#### EXTRACTED DATA

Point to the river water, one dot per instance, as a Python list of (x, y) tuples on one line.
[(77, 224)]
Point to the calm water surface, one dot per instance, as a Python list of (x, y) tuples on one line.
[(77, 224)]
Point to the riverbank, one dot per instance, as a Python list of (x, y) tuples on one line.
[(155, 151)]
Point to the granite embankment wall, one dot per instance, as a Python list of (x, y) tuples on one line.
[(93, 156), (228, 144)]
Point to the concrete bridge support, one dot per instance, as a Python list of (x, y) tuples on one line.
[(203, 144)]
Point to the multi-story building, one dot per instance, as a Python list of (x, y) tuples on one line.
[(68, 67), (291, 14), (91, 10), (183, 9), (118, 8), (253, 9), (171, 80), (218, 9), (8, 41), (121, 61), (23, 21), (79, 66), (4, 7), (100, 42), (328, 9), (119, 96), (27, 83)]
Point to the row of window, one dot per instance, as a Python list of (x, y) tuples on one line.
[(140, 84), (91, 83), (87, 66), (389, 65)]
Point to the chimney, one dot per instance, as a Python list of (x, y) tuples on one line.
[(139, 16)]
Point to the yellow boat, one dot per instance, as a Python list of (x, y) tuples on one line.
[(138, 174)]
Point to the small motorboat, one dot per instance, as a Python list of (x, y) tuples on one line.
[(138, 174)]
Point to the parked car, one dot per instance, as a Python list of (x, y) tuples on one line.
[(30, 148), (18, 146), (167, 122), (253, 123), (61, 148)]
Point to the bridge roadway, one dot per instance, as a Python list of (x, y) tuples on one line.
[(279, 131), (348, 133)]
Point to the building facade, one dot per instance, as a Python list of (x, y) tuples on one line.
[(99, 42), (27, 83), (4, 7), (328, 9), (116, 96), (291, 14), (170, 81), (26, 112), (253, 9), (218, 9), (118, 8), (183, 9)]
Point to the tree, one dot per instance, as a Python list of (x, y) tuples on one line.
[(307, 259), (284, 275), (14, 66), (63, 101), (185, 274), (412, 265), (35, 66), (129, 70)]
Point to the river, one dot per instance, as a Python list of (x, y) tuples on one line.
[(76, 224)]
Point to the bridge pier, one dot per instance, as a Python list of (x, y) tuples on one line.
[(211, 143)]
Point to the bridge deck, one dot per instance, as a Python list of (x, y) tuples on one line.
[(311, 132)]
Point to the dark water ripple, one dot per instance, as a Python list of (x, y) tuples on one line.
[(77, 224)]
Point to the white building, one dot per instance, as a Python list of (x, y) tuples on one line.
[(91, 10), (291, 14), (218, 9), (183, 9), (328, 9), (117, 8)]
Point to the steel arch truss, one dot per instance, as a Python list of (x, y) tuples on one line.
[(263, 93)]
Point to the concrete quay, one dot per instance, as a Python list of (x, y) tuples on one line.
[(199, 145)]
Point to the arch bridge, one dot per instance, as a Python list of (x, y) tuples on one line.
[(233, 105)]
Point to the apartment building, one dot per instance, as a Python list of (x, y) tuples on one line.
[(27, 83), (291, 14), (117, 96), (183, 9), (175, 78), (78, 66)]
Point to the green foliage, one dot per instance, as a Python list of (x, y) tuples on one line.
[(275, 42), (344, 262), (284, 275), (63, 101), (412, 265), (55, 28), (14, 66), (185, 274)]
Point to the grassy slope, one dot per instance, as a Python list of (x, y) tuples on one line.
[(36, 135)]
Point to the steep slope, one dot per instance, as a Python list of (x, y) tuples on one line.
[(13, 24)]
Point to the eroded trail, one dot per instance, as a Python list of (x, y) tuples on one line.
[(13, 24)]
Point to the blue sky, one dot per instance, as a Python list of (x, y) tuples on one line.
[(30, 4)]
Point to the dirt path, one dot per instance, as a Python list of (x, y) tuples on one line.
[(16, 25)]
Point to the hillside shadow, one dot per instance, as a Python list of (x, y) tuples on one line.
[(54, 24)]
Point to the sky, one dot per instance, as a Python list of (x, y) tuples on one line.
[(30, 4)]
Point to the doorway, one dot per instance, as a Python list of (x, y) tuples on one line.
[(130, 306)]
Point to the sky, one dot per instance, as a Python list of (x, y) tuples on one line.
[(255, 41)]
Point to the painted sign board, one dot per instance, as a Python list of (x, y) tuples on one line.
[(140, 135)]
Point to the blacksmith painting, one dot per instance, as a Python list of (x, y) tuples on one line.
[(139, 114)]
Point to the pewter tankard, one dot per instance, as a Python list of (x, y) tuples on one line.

########

Starting at the line that contains "Point to the grassy", repeat each line exactly through the last one in the listing. Include both of those lines and nothing more.

Point to the grassy slope, one dot per instance, as a Python list of (x, y) tuples on one line.
[(36, 135)]
Point to the steep slope, one dot per instance, as a Python list of (x, y) tuples on one line.
[(13, 24)]
Point to the eroded trail, one dot per instance, as a Python list of (x, y) tuples on one line.
[(13, 24)]
Point to the blue sky, one dot per instance, as a Python list of (x, y) tuples on one line.
[(30, 4)]
Point to the dirt path, one dot per instance, as a Python list of (x, y) tuples on one line.
[(16, 25)]
Point to the hillside shadow, one dot per instance, as a Python list of (x, y) tuples on one line.
[(54, 24)]
Point to the sky, one dot per instance, as a Python list of (x, y) tuples on one line.
[(30, 4)]
Point to the doorway, one dot per instance, as a Python list of (x, y) tuples on one line.
[(130, 306)]
Point to the sky, one dot per instance, as a Python list of (x, y) tuples on one line.
[(255, 41)]
Point to the painted sign board, one dot per instance, as a Python list of (x, y) tuples on one line.
[(140, 135)]
Point to the blacksmith painting, one dot per instance, as a Python list of (x, y) tuples on one line.
[(139, 114)]
Point to the pewter tankard, one dot per instance, as a Python list of (x, y) tuples on one line.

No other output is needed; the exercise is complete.